Exercise -> Pick up the R walkthrough below on checking campaign transaction amounts, continuing right after its last line.

Document excerpt ->
+---+
From there, we check that the candidate spreadsheet was properly sorted based on the transaction amount

Just as an example, we can use Sallie Alcorn’s transaction sheet to check this

result <- Sallie_Alcorn %>% 
  select(CampaignYear, TransactionAmount, TransactionPartyFullName, TransactionPartyEmployer, OfficeSought, TransactionAddressStreet, TransactionPartyCity, TransactionPartyOccupation, TransactionType) %>% 
  group_by(TransactionAmount)
result <- Sallie_Alcorn %>% filter(TransactionType %in% c("Political Contributions","Monetary Political Contributions"))

write.xlsx(result, file = "Sallie_Alcorn_Transactions.xlsx")

top_5_data <- result %>% 
  select(CampaignYear, TransactionAmount, TransactionPartyFullName, TransactionPartyCity, TransactionType) 
top_5_data <- head(top_5_data, 10)
+---+
(Entries from an annotation dataset)
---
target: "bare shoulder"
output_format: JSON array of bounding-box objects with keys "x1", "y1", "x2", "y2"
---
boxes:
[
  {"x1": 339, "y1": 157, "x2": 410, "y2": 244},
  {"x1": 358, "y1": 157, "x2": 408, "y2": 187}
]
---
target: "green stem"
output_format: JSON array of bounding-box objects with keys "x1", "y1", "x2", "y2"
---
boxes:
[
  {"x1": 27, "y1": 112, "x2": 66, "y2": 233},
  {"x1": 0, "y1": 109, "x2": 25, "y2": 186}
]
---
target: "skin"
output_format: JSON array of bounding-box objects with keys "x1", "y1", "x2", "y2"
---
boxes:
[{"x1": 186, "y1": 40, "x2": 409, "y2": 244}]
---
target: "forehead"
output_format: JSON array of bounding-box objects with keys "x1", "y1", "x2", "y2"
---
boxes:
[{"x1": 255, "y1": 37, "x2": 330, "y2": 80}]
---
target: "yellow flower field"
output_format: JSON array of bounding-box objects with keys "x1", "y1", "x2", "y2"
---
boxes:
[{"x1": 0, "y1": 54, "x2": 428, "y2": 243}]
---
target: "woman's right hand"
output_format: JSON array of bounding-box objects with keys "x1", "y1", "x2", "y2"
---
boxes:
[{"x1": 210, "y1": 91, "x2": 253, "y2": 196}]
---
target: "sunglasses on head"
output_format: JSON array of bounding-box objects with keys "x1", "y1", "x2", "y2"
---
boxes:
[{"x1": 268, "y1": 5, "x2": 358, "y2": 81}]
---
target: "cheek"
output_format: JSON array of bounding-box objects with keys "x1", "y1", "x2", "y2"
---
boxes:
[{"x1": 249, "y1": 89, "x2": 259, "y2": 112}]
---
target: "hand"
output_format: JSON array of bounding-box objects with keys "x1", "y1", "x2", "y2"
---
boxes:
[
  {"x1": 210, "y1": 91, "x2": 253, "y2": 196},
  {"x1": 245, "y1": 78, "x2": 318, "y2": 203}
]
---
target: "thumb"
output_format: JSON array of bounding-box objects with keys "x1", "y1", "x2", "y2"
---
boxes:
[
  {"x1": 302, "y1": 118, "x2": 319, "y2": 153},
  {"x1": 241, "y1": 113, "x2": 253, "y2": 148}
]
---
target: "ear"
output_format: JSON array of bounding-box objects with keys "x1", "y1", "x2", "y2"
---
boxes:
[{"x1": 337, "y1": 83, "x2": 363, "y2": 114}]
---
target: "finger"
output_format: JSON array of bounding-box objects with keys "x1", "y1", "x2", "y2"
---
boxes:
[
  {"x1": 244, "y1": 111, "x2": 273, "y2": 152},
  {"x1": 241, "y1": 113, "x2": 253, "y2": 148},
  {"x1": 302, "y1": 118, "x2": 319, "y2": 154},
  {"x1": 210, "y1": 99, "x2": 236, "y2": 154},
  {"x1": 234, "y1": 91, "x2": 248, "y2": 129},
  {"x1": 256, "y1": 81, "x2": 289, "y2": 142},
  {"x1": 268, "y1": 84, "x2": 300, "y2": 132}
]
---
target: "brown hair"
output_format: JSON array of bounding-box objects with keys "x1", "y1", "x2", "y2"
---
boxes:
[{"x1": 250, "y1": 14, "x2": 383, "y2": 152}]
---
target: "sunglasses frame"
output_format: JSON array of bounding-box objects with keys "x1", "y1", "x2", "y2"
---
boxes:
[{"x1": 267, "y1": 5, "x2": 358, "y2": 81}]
+---+
Task result ->
# Render the table
top_5_data %>%
  kable(format = "html", caption = "<b style='color:black;'>Sallie Alcorn Transaction History</b>") %>%
  kable_styling("striped")
Sallie Alcorn Transaction History
CampaignYear TransactionAmount TransactionPartyFullName TransactionPartyCity TransactionType
2019 5000 Mr. Scott Sparvero Houston Political Contributions
2019 5000 Anthony Riggins Oakland Political Contributions
2019 5000 Melinda Hildebrand Houston Political Contributions
2019 5000 Diana Hawkins Houston Political Contributions
2019 5000 Jeff Hildebrand Houston Political Contributions
2019 5000 Mrs. Rosemary Comstock Houston Political Contributions
2019 5000 Mrs. Virginia Elkins Houston Political Contributions
2019 5000 Stephen Costello Houston Political Contributions
2019 2500 Ms. Jan Bres Houston Political Contributions
2019 2500 Kate Gibson Houston Political Contributions

Great, now we have seperated the dataset by incumbent, and can use that data for further analysis if needed.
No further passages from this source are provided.